[Opening Given text section]

Fewer students were also pursuing associate and undergraduate
certificates this summer than in 2019, while more were enrolling in
graduate and bachelor's programs.
The report offers a glimpse at how the coronavirus pandemic affected
summer enrollment, though it's too soon to tell how fall numbers will
be impacted.
Dive Insight:
Enrollment rose at community colleges and for-profit institutions
during the Great Recession. Those types of schools are "where adult
students typically find the accessible programs that best meet their
needs when they're weathering an economic storm," said Doug Shapiro,
executive director of the Clearinghouse's research arm.
But the current crisis is different from previous economic downturns,
with the pandemic shutting down or severely limiting entire sectors.
"There's so much that was unexpected in this report," Shapiro said.
For one, the report found that summer undergraduate enrollment declined
5.6% year-over-year at public two-year colleges and 7% at four-year,
for-profit institutions. Meanwhile, undergraduate enrollment at public
and private nonprofit four-year colleges rose by 2.8% and 4%,
respectively.
The report found vast enrollment differences by demographic groups.
Summer enrollment of Black students, for example, declined by 6.1%,
compared to a 2.1% drop in 2019. White students' enrollment fell by
2.3% in summer 2020, though that's up from a 3.6% decrease last year.
And enrollment of Asian and Hispanic students increased by 8.5% and
3.3%, respectively.

[Closing Given text section]

> Exercise directions
According to the summer enrollment passage, by what percentage did summer undergraduate enrollment at public two-year colleges decline year-over-year? The records stand apart from the summer enrollment passage and have no connection to it.

[Opening Records section]

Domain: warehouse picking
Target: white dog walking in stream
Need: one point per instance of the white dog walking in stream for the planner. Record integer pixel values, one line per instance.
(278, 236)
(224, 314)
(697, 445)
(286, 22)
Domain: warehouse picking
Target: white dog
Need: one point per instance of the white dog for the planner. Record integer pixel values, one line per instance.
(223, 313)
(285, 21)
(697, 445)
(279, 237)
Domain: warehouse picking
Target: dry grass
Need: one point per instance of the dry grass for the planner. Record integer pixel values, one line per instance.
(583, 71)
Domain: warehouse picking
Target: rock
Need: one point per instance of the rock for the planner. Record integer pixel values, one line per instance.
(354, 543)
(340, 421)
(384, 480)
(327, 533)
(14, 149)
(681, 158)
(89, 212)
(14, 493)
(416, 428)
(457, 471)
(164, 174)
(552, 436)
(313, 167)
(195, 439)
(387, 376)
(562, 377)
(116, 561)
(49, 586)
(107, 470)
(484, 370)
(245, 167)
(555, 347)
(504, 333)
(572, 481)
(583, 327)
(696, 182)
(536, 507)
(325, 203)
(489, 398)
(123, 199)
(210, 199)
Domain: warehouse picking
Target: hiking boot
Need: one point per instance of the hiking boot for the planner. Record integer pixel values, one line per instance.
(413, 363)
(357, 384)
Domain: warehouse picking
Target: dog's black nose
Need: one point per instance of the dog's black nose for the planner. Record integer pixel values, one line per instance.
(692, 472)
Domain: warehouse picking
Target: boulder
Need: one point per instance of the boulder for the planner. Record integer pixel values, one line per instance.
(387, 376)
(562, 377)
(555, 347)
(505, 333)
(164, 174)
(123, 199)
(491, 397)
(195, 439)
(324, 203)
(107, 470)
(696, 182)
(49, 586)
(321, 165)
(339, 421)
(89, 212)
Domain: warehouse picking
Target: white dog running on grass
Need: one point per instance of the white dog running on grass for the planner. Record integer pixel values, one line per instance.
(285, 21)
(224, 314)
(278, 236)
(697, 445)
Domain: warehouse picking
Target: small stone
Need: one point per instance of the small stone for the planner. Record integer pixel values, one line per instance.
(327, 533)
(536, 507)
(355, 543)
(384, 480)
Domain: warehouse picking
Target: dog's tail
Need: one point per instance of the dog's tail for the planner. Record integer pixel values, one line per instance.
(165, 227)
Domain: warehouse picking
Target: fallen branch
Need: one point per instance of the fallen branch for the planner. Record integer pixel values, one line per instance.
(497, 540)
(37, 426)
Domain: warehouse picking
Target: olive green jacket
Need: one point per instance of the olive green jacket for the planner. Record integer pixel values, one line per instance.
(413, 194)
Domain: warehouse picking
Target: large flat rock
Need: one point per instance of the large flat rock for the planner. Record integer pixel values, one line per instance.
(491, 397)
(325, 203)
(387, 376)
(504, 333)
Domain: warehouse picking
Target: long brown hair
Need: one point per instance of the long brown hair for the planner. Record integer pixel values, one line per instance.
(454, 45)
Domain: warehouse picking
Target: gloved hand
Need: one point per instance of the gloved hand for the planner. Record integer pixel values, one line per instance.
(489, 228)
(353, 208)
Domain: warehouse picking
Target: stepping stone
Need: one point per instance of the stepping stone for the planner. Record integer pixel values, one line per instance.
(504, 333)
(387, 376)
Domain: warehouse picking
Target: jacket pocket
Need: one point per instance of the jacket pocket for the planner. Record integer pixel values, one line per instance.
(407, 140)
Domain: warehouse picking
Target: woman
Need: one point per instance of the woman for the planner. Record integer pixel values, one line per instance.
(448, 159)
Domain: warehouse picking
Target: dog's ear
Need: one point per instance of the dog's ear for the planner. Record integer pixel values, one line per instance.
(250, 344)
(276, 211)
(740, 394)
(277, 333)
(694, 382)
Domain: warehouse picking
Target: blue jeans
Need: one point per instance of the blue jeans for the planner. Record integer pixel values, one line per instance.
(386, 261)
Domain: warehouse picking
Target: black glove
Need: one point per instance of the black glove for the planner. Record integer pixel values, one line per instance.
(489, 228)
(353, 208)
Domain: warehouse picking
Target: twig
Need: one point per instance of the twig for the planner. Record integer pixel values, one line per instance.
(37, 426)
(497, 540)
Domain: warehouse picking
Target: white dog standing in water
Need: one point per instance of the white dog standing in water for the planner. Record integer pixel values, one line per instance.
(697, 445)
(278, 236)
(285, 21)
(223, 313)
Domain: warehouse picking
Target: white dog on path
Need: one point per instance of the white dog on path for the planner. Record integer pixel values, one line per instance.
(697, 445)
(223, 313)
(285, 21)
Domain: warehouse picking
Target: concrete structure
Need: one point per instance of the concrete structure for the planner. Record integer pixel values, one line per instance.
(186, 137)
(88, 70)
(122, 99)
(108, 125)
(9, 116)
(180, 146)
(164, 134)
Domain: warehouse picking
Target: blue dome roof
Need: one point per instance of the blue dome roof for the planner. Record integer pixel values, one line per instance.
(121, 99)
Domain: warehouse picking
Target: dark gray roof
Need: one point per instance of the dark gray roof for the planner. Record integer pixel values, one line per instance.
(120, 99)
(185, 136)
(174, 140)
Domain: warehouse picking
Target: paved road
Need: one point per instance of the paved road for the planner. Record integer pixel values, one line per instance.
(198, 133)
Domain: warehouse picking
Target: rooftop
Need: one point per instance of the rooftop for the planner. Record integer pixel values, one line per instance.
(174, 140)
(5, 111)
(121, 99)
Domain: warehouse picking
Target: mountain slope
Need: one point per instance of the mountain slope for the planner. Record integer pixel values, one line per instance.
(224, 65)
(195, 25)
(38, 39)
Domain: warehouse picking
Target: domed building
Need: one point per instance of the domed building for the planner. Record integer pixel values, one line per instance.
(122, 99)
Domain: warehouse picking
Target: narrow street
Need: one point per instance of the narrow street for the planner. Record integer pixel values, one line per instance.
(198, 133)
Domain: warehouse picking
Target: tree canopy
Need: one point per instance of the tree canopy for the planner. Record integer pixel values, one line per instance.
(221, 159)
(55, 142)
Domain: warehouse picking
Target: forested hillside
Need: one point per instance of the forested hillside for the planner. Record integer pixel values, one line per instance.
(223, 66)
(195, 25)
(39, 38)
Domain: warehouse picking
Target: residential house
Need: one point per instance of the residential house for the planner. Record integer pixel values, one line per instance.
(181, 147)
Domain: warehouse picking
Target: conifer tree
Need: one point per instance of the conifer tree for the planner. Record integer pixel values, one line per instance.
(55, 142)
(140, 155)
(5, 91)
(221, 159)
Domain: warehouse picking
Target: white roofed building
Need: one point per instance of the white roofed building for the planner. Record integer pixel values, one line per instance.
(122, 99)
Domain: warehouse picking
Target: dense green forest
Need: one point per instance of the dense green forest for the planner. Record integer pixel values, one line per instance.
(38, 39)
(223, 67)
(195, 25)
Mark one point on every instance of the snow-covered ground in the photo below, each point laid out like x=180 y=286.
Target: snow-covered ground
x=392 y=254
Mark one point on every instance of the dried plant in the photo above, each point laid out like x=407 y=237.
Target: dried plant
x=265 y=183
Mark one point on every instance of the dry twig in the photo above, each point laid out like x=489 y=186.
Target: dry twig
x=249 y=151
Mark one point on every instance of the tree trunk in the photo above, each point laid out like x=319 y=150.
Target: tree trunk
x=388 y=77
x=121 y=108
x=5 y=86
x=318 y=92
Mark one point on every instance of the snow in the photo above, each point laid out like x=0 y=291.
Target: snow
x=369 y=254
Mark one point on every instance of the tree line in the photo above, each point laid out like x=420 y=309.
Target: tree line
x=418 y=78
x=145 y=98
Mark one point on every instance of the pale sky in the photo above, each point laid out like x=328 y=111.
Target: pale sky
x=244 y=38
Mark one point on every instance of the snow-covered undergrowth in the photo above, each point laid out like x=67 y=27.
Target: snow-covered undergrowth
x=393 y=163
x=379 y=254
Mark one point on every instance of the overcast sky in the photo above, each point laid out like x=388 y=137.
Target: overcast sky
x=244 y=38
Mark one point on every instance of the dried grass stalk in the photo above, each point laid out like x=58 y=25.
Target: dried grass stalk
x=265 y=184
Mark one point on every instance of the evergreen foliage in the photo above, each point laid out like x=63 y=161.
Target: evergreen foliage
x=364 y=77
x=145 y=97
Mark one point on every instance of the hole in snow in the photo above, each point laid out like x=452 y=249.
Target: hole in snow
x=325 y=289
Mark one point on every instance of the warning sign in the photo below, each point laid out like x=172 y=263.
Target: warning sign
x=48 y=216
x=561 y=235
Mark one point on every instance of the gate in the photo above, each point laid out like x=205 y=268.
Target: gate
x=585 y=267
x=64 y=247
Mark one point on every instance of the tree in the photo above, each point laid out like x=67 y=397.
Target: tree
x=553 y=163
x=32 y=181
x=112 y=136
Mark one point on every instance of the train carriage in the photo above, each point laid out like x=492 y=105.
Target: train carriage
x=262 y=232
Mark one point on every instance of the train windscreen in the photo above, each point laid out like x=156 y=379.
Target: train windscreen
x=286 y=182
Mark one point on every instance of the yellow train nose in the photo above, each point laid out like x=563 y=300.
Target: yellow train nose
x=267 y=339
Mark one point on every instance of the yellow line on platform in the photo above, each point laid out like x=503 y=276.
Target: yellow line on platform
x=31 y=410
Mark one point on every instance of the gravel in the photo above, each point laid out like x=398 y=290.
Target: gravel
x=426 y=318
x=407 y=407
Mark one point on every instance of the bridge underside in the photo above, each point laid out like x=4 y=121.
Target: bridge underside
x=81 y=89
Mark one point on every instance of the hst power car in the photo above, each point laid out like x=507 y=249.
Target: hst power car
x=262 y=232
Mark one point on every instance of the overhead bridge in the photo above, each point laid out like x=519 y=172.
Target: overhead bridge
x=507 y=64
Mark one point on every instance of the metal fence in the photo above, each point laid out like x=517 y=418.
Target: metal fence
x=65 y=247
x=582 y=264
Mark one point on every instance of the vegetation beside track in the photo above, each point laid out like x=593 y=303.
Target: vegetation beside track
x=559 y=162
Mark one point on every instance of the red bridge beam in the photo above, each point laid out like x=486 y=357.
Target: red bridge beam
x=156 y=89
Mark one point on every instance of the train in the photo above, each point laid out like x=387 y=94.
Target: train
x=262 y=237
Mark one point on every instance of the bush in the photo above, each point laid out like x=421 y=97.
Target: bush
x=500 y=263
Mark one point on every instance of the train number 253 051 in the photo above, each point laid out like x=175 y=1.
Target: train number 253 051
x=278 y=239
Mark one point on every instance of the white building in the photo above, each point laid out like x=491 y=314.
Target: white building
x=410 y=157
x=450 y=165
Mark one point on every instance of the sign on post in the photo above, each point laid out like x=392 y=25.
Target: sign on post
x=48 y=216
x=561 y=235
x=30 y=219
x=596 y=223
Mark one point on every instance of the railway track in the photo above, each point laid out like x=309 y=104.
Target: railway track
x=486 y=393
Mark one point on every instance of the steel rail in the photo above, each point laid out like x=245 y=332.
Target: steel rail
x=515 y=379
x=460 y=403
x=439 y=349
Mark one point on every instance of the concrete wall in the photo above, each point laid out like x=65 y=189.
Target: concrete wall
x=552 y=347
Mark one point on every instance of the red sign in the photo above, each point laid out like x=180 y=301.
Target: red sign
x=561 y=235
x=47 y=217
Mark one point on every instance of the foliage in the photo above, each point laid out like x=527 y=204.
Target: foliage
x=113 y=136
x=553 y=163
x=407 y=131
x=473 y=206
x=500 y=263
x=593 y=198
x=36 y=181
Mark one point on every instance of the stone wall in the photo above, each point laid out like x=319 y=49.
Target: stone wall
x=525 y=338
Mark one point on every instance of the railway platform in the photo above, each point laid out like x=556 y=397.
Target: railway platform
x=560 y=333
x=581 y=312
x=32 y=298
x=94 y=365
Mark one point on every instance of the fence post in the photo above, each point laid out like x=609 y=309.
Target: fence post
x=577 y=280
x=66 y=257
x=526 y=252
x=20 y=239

[Closing Records section]

> Problem solution
5.6%